What to produce: Put this sentence from the post on spelling and grammar into Spanish: "We learn our individual forms of written English (as with all languages) through our lifetime’s experiences linking form with meaning."

Archive for August, 2015

August 14, 2015
There are differences between judging others based on their writings, making allowance for the perils of Murphy (Muphry’s Law when one criticises others’ writing) and wishing to be accurate oneself.

The Standard English forms of spelling and grammar were set up partly to facilitate accurate communication, and the standardisation has led us to be able to share the thoughts of people who spoke dialects we would struggle to understand and who lived hundreds of years ago.  We learn our individual forms of written English (as with all languages) through our lifetime’s experiences linking form with meaning.

Accurate (that is, adhering to the Standard form) spelling and grammar are a matter of peacock’s tail (display of energy beyond essentials for survival, thus good genetics) and also a matter of courtesy to the reader (we ought not have to guess what you meant to say.) I do not mind making allowances for those with a learning disorder, but would prefer to rewrite poorly constructed comments with standard spelling and grammar before putting them online. Why? Not mainly for personal display. Not just as courtesy to readers. Largely because online items are, for many students, the main form of reading and writing, and thus the main source of background awareness and practice of spelling and grammar.

Data shown:
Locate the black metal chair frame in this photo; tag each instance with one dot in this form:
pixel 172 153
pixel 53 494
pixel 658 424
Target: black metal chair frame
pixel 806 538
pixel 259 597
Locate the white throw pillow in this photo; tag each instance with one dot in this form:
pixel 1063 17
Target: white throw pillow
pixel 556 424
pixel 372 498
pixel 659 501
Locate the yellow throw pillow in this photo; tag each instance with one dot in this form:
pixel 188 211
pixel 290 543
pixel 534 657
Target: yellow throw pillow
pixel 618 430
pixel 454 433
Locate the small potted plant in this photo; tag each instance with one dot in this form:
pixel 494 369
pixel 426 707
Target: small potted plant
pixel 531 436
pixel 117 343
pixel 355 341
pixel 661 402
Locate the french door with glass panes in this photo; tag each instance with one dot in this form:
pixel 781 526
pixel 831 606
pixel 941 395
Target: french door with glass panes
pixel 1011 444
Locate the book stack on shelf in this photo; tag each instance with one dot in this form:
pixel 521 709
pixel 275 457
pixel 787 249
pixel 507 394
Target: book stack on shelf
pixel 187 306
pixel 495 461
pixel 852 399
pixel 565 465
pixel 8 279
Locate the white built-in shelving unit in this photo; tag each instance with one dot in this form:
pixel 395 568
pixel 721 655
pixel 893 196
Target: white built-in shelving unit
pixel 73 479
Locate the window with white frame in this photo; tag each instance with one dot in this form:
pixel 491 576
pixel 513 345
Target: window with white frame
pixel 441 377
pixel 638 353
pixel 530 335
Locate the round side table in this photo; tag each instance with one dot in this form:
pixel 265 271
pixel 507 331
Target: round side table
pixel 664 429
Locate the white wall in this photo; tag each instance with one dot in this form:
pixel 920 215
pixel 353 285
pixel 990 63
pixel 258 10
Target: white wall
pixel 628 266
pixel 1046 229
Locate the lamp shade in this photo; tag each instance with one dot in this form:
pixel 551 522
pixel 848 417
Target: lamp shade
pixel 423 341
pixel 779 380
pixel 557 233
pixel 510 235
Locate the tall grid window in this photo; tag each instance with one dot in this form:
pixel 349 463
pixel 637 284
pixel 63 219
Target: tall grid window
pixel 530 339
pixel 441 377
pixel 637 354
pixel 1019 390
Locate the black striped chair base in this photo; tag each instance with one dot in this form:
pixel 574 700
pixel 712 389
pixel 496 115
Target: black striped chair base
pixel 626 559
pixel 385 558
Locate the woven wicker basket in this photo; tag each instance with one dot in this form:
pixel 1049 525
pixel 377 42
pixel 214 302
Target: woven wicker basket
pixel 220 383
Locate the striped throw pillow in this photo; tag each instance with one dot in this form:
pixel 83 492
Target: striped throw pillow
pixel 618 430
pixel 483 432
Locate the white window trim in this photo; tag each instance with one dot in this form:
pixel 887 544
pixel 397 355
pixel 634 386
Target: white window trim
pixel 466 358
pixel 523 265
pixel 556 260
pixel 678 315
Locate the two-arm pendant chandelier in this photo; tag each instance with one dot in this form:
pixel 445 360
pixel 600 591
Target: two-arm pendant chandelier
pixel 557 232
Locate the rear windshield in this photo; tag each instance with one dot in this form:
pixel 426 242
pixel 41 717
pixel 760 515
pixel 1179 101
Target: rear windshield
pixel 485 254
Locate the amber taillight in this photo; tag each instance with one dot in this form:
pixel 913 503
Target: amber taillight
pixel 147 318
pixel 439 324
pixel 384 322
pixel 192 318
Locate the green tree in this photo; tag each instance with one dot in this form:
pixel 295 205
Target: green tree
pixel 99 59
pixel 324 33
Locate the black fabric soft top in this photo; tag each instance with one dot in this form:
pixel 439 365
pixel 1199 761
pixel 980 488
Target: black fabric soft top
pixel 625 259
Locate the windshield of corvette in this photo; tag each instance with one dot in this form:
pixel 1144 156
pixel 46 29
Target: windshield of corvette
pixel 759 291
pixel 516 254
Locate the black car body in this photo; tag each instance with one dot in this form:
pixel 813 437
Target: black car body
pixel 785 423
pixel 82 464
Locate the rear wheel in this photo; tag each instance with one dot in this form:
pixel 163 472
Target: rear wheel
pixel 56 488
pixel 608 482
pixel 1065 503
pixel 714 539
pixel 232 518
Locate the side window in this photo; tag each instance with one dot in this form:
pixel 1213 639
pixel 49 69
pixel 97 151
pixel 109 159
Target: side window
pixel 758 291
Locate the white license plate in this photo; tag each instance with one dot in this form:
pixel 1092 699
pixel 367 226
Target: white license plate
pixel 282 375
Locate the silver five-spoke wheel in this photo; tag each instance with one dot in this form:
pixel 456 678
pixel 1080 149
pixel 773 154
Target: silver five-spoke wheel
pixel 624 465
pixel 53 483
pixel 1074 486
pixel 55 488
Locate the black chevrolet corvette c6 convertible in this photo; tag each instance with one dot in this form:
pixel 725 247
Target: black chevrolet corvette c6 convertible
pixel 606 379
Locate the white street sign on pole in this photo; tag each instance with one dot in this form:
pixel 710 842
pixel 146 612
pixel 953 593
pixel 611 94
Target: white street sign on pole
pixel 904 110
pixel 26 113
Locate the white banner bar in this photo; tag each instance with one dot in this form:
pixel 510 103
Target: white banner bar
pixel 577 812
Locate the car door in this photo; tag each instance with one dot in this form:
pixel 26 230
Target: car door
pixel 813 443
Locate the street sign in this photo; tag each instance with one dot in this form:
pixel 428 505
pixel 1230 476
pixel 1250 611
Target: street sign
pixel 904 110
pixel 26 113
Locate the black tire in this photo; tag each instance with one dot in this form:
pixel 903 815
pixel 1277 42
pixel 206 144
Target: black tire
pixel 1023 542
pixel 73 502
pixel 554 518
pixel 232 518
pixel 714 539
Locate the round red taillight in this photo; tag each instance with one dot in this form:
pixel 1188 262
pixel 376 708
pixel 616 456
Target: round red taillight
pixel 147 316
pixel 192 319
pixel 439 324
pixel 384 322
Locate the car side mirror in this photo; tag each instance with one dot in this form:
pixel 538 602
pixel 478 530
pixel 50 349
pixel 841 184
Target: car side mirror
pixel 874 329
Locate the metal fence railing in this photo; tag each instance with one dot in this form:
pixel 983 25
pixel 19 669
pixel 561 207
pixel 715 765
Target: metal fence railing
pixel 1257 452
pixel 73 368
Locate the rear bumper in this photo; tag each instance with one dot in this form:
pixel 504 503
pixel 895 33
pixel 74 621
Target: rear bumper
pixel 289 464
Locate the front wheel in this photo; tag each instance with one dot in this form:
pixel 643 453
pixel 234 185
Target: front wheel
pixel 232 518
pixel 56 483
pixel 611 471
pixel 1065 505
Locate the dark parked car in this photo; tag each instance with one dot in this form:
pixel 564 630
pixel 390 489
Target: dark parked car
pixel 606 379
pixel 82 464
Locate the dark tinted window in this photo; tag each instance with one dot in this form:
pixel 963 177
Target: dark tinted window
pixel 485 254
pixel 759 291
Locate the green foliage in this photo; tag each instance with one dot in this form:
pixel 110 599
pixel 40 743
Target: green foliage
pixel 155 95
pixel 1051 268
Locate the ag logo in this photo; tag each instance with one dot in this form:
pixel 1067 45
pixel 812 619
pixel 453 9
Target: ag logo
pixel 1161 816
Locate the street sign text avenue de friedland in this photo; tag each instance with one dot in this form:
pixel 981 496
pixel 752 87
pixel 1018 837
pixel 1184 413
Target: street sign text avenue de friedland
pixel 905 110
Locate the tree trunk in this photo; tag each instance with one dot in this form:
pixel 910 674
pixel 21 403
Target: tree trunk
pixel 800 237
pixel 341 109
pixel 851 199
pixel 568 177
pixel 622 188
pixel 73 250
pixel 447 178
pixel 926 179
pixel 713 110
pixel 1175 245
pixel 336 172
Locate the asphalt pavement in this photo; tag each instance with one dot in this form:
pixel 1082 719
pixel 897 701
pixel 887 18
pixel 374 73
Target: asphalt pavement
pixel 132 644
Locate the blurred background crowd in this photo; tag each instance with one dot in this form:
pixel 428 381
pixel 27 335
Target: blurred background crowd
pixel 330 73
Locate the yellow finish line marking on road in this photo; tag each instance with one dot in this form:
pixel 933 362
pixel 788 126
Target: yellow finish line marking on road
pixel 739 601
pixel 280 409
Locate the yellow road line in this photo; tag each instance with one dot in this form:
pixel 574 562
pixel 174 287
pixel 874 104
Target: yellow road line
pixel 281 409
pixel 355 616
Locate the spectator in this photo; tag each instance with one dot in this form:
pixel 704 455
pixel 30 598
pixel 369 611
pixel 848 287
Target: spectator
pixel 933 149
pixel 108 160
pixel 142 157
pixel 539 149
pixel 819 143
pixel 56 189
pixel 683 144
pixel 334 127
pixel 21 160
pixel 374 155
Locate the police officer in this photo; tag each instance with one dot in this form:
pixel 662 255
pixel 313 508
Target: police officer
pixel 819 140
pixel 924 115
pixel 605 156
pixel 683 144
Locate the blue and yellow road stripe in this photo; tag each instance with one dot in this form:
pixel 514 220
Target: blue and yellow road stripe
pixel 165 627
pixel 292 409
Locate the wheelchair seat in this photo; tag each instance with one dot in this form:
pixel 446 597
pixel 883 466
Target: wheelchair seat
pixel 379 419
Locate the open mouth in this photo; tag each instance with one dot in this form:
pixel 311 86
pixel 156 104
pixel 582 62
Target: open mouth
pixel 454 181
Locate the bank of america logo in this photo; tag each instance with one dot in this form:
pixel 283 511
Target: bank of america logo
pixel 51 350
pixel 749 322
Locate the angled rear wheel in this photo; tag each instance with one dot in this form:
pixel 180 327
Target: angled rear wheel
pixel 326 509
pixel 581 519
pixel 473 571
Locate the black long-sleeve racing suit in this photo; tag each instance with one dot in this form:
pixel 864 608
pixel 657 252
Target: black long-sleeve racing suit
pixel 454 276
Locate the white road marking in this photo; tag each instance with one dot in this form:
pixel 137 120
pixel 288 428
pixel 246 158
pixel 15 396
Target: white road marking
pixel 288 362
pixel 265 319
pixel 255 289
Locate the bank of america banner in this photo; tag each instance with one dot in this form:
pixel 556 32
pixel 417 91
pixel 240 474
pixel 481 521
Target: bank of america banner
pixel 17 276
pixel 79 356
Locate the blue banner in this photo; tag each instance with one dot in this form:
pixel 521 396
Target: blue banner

Output for this task: Aprendemos nuestras formas individuales del inglés escrito (como ocurre con todos los idiomas) a través de las experiencias de toda nuestra vida que vinculan la forma con el significado.